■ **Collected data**
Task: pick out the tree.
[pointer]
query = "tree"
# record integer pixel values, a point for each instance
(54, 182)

■ **WHAT TO DO**
Give every record again, exactly as it appears.

■ **TASK SOLUTION**
Task: pick out the tree.
[pointer]
query = "tree"
# record integer pixel values, a point for each instance
(54, 182)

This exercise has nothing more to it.